Location identification entries ->
* Begin *

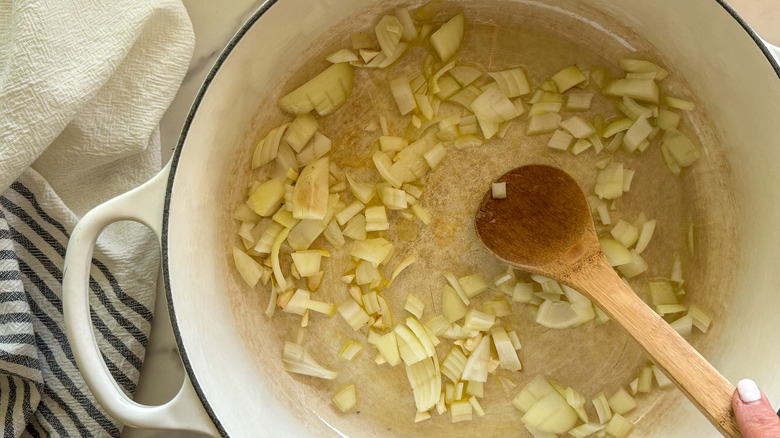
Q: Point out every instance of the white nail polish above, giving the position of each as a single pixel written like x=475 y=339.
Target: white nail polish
x=748 y=391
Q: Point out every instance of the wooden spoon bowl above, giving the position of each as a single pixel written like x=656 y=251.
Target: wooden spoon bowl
x=544 y=226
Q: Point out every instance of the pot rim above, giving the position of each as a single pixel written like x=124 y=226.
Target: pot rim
x=262 y=9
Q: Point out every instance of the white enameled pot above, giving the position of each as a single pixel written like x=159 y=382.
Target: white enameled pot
x=235 y=385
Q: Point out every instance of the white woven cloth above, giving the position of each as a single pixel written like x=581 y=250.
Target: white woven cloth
x=83 y=86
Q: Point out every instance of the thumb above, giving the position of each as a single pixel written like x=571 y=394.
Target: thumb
x=755 y=416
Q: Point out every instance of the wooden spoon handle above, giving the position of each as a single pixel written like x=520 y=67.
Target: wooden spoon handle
x=709 y=391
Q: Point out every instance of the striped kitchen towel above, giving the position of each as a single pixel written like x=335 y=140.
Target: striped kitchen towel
x=83 y=86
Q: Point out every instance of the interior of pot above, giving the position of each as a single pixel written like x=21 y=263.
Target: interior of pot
x=232 y=350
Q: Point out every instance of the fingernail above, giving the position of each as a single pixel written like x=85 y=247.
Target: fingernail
x=748 y=391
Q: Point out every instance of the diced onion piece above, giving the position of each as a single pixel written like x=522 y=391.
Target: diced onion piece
x=701 y=320
x=387 y=345
x=460 y=410
x=267 y=148
x=542 y=123
x=324 y=93
x=478 y=321
x=619 y=427
x=476 y=365
x=356 y=228
x=635 y=88
x=453 y=364
x=410 y=347
x=603 y=410
x=645 y=235
x=609 y=181
x=346 y=398
x=394 y=199
x=250 y=270
x=355 y=316
x=413 y=305
x=446 y=40
x=349 y=212
x=532 y=392
x=513 y=82
x=434 y=156
x=568 y=78
x=473 y=285
x=376 y=219
x=557 y=315
x=307 y=262
x=350 y=350
x=577 y=402
x=621 y=402
x=453 y=307
x=560 y=140
x=295 y=359
x=300 y=131
x=636 y=134
x=280 y=280
x=507 y=354
x=551 y=414
x=477 y=407
x=310 y=194
x=586 y=429
x=267 y=198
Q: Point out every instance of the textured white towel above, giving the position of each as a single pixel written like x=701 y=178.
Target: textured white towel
x=83 y=86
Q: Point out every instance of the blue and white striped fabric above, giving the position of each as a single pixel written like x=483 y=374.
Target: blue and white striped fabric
x=83 y=87
x=41 y=390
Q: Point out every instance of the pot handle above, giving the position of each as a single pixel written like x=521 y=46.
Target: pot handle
x=144 y=205
x=773 y=49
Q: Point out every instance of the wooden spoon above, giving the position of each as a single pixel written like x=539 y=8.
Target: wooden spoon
x=544 y=226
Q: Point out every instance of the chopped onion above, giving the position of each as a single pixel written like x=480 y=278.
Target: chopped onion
x=295 y=359
x=250 y=270
x=324 y=93
x=476 y=365
x=551 y=414
x=446 y=40
x=460 y=410
x=346 y=398
x=507 y=354
x=267 y=148
x=603 y=410
x=310 y=194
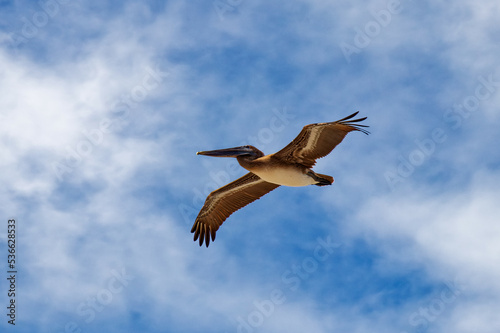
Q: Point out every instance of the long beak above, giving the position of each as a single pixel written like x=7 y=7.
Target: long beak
x=228 y=152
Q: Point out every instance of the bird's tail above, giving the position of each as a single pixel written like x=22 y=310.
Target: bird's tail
x=323 y=179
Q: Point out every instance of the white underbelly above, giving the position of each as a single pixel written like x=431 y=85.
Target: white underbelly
x=286 y=177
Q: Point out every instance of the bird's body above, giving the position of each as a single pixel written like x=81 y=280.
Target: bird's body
x=291 y=166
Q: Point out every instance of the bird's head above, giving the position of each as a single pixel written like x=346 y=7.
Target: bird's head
x=244 y=151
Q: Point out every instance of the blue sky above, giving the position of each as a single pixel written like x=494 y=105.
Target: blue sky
x=104 y=106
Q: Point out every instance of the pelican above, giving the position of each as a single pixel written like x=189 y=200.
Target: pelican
x=291 y=166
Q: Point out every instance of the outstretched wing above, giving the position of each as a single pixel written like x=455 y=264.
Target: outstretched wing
x=226 y=200
x=318 y=140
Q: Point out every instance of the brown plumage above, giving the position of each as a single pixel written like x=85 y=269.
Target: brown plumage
x=291 y=166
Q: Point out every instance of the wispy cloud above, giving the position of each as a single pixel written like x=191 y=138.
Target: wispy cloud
x=105 y=105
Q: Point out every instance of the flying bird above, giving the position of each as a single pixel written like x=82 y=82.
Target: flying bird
x=291 y=166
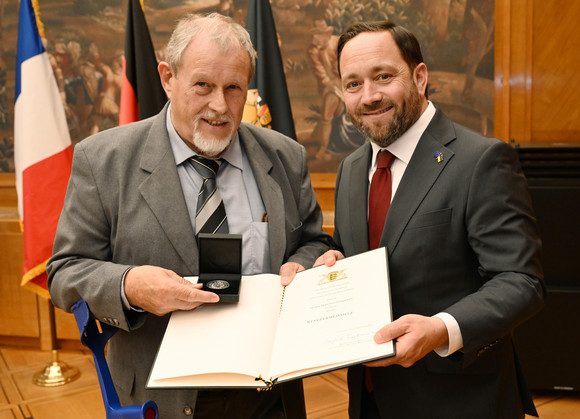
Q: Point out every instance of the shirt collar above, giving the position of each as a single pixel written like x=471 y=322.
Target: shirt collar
x=404 y=147
x=181 y=151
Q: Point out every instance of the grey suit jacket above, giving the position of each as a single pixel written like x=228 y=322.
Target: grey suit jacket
x=125 y=207
x=461 y=238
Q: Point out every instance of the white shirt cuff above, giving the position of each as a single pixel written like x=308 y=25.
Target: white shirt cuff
x=454 y=334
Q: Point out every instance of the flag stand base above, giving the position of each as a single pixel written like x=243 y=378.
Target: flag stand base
x=56 y=373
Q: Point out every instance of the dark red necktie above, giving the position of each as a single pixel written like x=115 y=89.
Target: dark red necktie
x=379 y=202
x=379 y=197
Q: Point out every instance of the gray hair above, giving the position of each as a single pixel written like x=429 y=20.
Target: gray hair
x=218 y=28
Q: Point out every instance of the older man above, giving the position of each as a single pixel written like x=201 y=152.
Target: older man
x=127 y=233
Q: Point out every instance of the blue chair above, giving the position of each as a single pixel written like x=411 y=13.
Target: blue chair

* End *

EXERCISE OBJECTIVE ->
Without the pictures, return the entries exactly as they appear.

ANSWER TO THE TASK ->
Q: Point out every instance of the white nail polish above, giving the position of each as a single pixel written like x=475 y=339.
Target: white nail polish
x=748 y=391
Q: Point out every instance of the wooden spoon bowl above, giving the position of each as a single pixel written like x=656 y=251.
Target: wooden spoon bowl
x=544 y=226
Q: Point out every instance of the pot rim above, giving the position of each as a single pixel written like x=124 y=226.
Target: pot rim
x=262 y=9
Q: Point out every instance of the white enameled pot above, giving the position of each as a single pixel written like x=159 y=382.
Target: white enameled pot
x=235 y=385
Q: Point out every instance of the white woven cloth above, giving the position of each as a single pixel written like x=581 y=250.
Target: white woven cloth
x=83 y=86
Q: Point out every instance of the thumb above, giving the position of each as a single pixel written like x=571 y=394.
Target: thumb
x=755 y=416
Q: Point out every instance of the wooden spoon handle above, giving the position of each as a single pixel written like x=520 y=67.
Target: wooden spoon handle
x=709 y=391
Q: Point out every instance of the striped kitchen towel above, giving the position of each as a single pixel written like x=335 y=140.
Target: striped kitchen towel
x=83 y=86
Q: Point out every instance of the interior of pot above, giving the position of each as a single pixel written like x=21 y=263.
Target: interior of pot
x=232 y=350
Q: Point out every instance of the fingernail above, giving the position of each as a single pixel written like x=85 y=247.
Target: fingernail
x=748 y=391
Q: Point out every instance of the diced onion piece above, giving the position of each as a single pixel written like x=522 y=391.
Target: diced onion piece
x=701 y=320
x=387 y=345
x=460 y=410
x=267 y=148
x=542 y=123
x=324 y=93
x=478 y=321
x=619 y=427
x=476 y=365
x=356 y=228
x=635 y=88
x=453 y=364
x=410 y=347
x=603 y=410
x=645 y=235
x=609 y=181
x=346 y=398
x=394 y=199
x=250 y=270
x=355 y=316
x=413 y=305
x=446 y=40
x=349 y=212
x=532 y=392
x=513 y=82
x=434 y=156
x=568 y=78
x=473 y=285
x=376 y=219
x=557 y=315
x=307 y=262
x=350 y=350
x=577 y=402
x=621 y=402
x=453 y=307
x=560 y=140
x=295 y=359
x=300 y=131
x=636 y=134
x=280 y=280
x=507 y=354
x=551 y=414
x=477 y=407
x=310 y=194
x=586 y=429
x=267 y=198
Q: Point out every instance of the textured white towel above, giving the position of each as a single pixel written like x=701 y=178.
Target: textured white towel
x=83 y=86
Q: Point out every instance of the blue and white striped fabric above, giving the position of each as a single pixel written like x=483 y=374.
Target: blue and white striped fabric
x=83 y=87
x=41 y=390
Q: Point out every instance of the pot handle above, giving the position of each as a single pixel written like x=521 y=46.
Target: pot handle
x=144 y=205
x=773 y=49
Q: Point out every instance of the wooden spoon above, giving the position of each as a single pixel written like x=539 y=8.
Target: wooden spoon
x=544 y=226
Q: Point out every instance of the chopped onion above, giving the position of each as a single pixel written like x=480 y=278.
Target: chopped onion
x=295 y=359
x=250 y=270
x=324 y=93
x=476 y=365
x=551 y=414
x=446 y=40
x=460 y=410
x=346 y=398
x=507 y=354
x=267 y=148
x=603 y=410
x=310 y=194
Q: Point out every instance of the long beak above, giving the position of each as a single pixel written like x=7 y=7.
Target: long beak
x=228 y=152
Q: Point out every instance of the bird's tail above, giving the position of each as a single pixel written like x=22 y=310.
Target: bird's tail
x=323 y=179
Q: Point out every instance of the white underbelly above, giving the position of each as a single pixel written like x=431 y=85.
Target: white underbelly
x=286 y=177
Q: Point out every instance of the bird's body above, giving the position of each as a single pixel written like x=81 y=280.
Target: bird's body
x=291 y=166
Q: Point out every instance of the bird's head above, giving the position of each as a single pixel written like x=346 y=7.
Target: bird's head
x=244 y=151
Q: Point out every instance of the blue sky above, giving the position of each as a single pixel written like x=494 y=105.
Target: blue sky
x=104 y=106
Q: Point out every instance of the pelican above, giving the position of each as a single pixel written like x=189 y=200.
Target: pelican
x=291 y=166
Q: Point out every instance of the outstretched wing above, giving the position of each as a single pixel written like x=455 y=264.
Target: outstretched wing
x=226 y=200
x=318 y=140
Q: Point out every instance of the brown plumage above, giving the position of each as a single pixel written like x=85 y=269.
Target: brown plumage
x=291 y=166
Q: Point out every instance of the wispy cloud above, giving the position of each as a single pixel written like x=191 y=138.
Target: wispy cloud
x=105 y=105
Q: Point out every instance of the flying bird above, giving the position of each as a single pixel written like x=82 y=82.
Target: flying bird
x=291 y=166
Q: Point out every instance of the shirt collar above, giving the position of each as a single pixel written like x=471 y=322.
Target: shirt collar
x=404 y=147
x=181 y=151
Q: Point out every instance of the grey suit jacket above, giving the position of each as a single pixel written like x=228 y=322.
Target: grey suit jacket
x=125 y=207
x=461 y=238
Q: Point out every instance of the white shirt cuff above, giving the position of each as a single pixel written like x=308 y=25.
Target: white shirt cuff
x=454 y=334
Q: Point out every instance of the flag stand base above, giving the position of each as a single pixel written like x=243 y=378.
Target: flag stand base
x=56 y=373
Q: Point out every instance of the dark red necktie above, giving the position of each as a single pixel written like x=115 y=89.
Target: dark red necktie
x=379 y=202
x=379 y=197
Q: Point out every instance of the gray hair above, giving the position of each as a single pixel written like x=429 y=20.
Target: gray hair
x=218 y=28
Q: Point out every instance of the older man above, giving the position of each as a single pixel written like x=201 y=152.
Target: older man
x=127 y=233
Q: Point out every instance of the blue chair above, giving the position of each as a single pixel written like x=411 y=13.
Target: blue chair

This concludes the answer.